• **The problem**
From the first line to the last, return the data exactly, with no pictures.

• **Records supplied**
········

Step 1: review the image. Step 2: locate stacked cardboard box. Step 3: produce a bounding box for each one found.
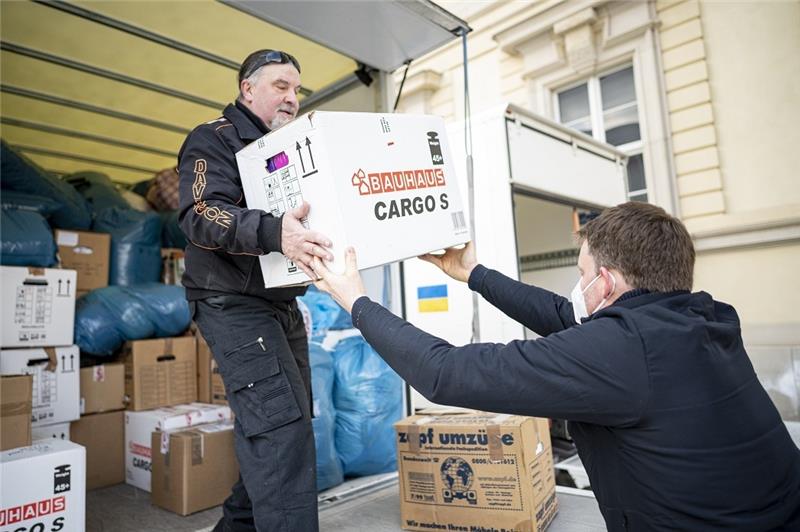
[151,421,239,515]
[196,332,228,406]
[394,410,558,532]
[122,336,198,411]
[124,403,232,492]
[54,230,111,297]
[0,346,81,429]
[69,362,127,489]
[0,375,33,451]
[0,439,86,532]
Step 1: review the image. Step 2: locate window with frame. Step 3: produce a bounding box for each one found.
[555,65,647,202]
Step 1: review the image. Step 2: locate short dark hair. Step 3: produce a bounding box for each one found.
[576,202,695,292]
[238,49,301,85]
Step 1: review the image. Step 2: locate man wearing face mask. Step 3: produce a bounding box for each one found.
[178,50,332,531]
[312,202,800,531]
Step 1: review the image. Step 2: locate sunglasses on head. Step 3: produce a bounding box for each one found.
[241,50,301,80]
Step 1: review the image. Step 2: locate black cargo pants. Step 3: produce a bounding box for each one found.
[191,294,318,532]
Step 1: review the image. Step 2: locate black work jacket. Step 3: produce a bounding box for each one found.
[352,265,800,531]
[177,102,305,301]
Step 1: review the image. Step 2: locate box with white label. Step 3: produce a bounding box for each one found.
[236,111,470,288]
[1,266,77,348]
[0,346,80,427]
[124,403,232,491]
[0,439,86,532]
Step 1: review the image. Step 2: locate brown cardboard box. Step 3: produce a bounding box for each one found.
[81,363,126,414]
[196,334,212,403]
[394,411,558,532]
[161,248,185,286]
[197,333,228,406]
[123,337,197,411]
[151,421,238,515]
[0,374,33,450]
[211,367,227,406]
[55,230,111,292]
[71,411,125,489]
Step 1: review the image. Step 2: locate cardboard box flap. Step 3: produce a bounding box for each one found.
[1,375,33,418]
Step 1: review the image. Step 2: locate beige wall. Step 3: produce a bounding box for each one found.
[700,0,800,220]
[694,242,800,325]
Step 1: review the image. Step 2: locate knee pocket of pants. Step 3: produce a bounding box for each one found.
[224,339,302,438]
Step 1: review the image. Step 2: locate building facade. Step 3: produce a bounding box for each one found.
[396,0,800,420]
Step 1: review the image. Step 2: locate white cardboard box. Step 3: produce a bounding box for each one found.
[124,403,232,492]
[0,346,80,428]
[32,422,71,442]
[1,266,77,348]
[0,439,86,532]
[236,111,470,288]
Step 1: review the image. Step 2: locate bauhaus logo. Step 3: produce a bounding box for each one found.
[351,168,446,196]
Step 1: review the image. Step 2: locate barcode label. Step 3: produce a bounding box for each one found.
[451,211,466,231]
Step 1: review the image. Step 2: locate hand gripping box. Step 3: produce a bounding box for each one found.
[236,111,470,288]
[394,411,558,532]
[0,439,86,532]
[0,346,80,428]
[124,403,232,492]
[1,266,77,348]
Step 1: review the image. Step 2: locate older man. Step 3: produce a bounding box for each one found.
[313,202,800,531]
[178,50,331,532]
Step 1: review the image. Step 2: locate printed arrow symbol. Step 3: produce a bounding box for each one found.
[305,137,315,169]
[296,141,306,173]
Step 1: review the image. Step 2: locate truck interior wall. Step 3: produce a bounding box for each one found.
[512,194,581,339]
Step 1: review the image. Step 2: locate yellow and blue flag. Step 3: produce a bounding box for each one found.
[417,284,448,313]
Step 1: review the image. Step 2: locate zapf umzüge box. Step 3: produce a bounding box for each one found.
[0,439,86,532]
[394,411,558,532]
[236,112,470,288]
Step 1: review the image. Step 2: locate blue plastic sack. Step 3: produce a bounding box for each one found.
[0,208,57,267]
[93,207,162,285]
[64,171,130,216]
[0,140,91,229]
[310,341,344,491]
[299,286,352,337]
[0,191,61,216]
[159,210,187,248]
[74,283,191,356]
[332,334,403,476]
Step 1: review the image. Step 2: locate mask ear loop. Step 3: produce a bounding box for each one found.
[591,272,617,314]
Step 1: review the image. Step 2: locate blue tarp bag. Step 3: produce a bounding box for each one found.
[74,283,191,356]
[310,341,344,491]
[298,286,352,336]
[0,191,61,216]
[0,140,91,229]
[159,210,187,248]
[0,207,57,267]
[93,207,162,285]
[64,171,131,217]
[332,334,403,476]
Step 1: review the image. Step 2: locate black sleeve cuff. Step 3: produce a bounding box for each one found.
[467,264,489,292]
[351,295,373,328]
[257,213,283,254]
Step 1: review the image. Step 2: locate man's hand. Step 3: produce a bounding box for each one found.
[419,241,477,283]
[311,247,366,314]
[281,201,333,279]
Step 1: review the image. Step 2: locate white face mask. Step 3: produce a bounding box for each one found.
[570,272,616,323]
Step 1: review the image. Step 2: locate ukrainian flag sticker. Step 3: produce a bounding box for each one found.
[417,284,448,313]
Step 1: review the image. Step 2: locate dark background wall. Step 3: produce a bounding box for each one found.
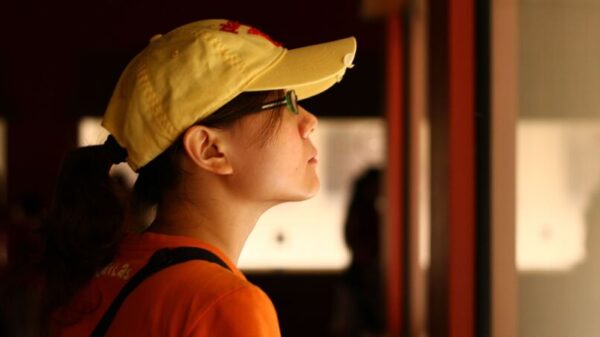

········

• **Your solution**
Step 1: review the image. Step 2: locate stacked cardboard box. Step 3: produce a bounding box for each one found.
[151,421,239,515]
[196,332,228,406]
[394,410,558,532]
[122,336,198,411]
[124,403,232,492]
[54,230,111,297]
[0,346,81,429]
[69,362,127,489]
[0,375,33,451]
[0,439,86,532]
Step 1: review the image. Step 2: locate window with frame. Step 3: produce a bounding box for each one found.
[555,65,647,202]
Step 1: review the image. Step 2: locate short dark hair. Step 3: produce a bounding box for each one found.
[576,202,695,292]
[238,49,301,85]
Step 1: review the image. Step 2: locate man wearing face mask. Step 3: produce a bounding box for each one found.
[178,50,332,531]
[312,202,800,531]
Step 1: review the image. Step 2: locate sunglasses on head. Step 3: produce a bounding box for each one found.
[241,50,301,80]
Step 1: review the image. Step 2: locate black cargo pants. Step 3: produce a bounding box for each one found.
[191,294,318,532]
Step 1: review the image. Step 2: locate black work jacket. Step 3: produce a bounding box for each one found.
[352,265,800,531]
[177,102,305,301]
Step 1: review the image. Step 2: locate box with white label. Step 3: produce a bounding box for each one found.
[236,111,470,288]
[1,266,77,348]
[0,346,80,427]
[124,403,232,491]
[0,439,86,532]
Step 1: review the image. Step 2: locate brown cardboard box. Step 3: produce a bounding box for each one found.
[81,363,126,414]
[196,334,212,403]
[394,411,558,532]
[161,248,185,286]
[197,333,228,406]
[123,337,197,411]
[151,421,238,515]
[0,374,33,450]
[211,367,227,406]
[55,230,111,292]
[71,411,125,489]
Step 1: review the image. Step 2: locate cardboard box flap. Step 3: produce a bounding box for each one found.
[1,375,33,418]
Step 1: review the image. Step 2: locate beige wall. Step 3: produce a bounding box for each one found.
[700,0,800,220]
[694,242,800,325]
Step 1: review the image. Step 2: locate knee pocket of pants. Step 3: produce a bounding box for each one found.
[224,339,302,438]
Step 1: review the image. Step 2: locate building facade. Step 3: produce a bounding box for each one found.
[396,0,800,420]
Step 1: review the image. Step 2: locate white cardboard box. Step 3: produce a bounding box for each one found.
[124,403,232,492]
[0,346,80,428]
[32,422,71,442]
[1,266,77,348]
[0,439,86,532]
[236,111,470,288]
Step 1: review the image. Step 2: locate bauhaus logo. Step 3: produce a bounding box for each one found.
[351,168,446,196]
Step 1: review the image. Step 2: locate barcode label. Step 3: produce a bounding box for each one found.
[451,211,466,231]
Step 1: review the image. Step 2: locate hand gripping box. Step 3: produce a bounding box for each one found.
[236,111,470,288]
[394,411,558,532]
[0,439,86,532]
[0,346,80,428]
[124,403,232,492]
[1,266,77,348]
Step 1: review the image. Step 2: locate older man. Step 3: produce a bounding box for each one found.
[313,202,800,531]
[178,50,331,532]
Step 1: review the image. Step 2: locate printed arrow symbol. Step 3: produce a bounding box for each one found.
[305,137,315,169]
[296,141,306,173]
Step 1: review the image. Step 2: locate truck interior wall. Step 3: produce a bounding box for each one found.
[512,194,581,339]
Step 1: review the image. Step 2: locate yellow and blue flag. Step 3: produce a bounding box for each one found.
[417,284,448,313]
Step 1: review the image. Step 2: locate zapf umzüge box. Step 3: produce a bounding box for each one found.
[0,439,86,532]
[394,411,558,532]
[236,112,470,288]
Step 1: review the image. Step 2: locate blue plastic sack. Step 3: produce a bounding box for each one found.
[0,208,57,267]
[93,207,162,285]
[64,171,130,216]
[0,140,91,229]
[310,341,344,491]
[299,286,352,337]
[0,191,61,216]
[159,210,187,248]
[74,283,191,356]
[332,334,403,476]
Step 1: review the image. Step 2: locate mask ear loop. Step 3: produce a bounding box for each one found.
[591,272,617,314]
Step 1: review the image. Step 2: locate blue tarp bag. Step 3: produce a bounding box for each one found.
[74,283,191,356]
[310,341,344,491]
[298,286,352,336]
[0,191,61,216]
[0,140,91,229]
[159,210,187,248]
[0,207,57,267]
[93,207,162,285]
[64,171,131,217]
[332,334,403,476]
Step 1: review the image. Step 2: locate black sleeve cuff. Step 3: produce a bounding box for each one found.
[467,264,489,292]
[351,295,373,328]
[257,213,283,254]
Step 1: review the image. Step 2: locate man's hand. Step 3: produce a bounding box for each one found.
[419,241,477,283]
[311,247,366,314]
[281,201,333,279]
Step 1: review the image. Step 2: locate white face mask. Step 3: produce a bounding box for each one found.
[570,272,616,323]
Step 1: review the image. Step 2: locate ukrainian flag sticker. Step 3: produce a bounding box for each one found.
[417,284,448,313]
Step 1: review the image. Step 2: locate dark background wall. Step 3: produce a bounding box for each one found.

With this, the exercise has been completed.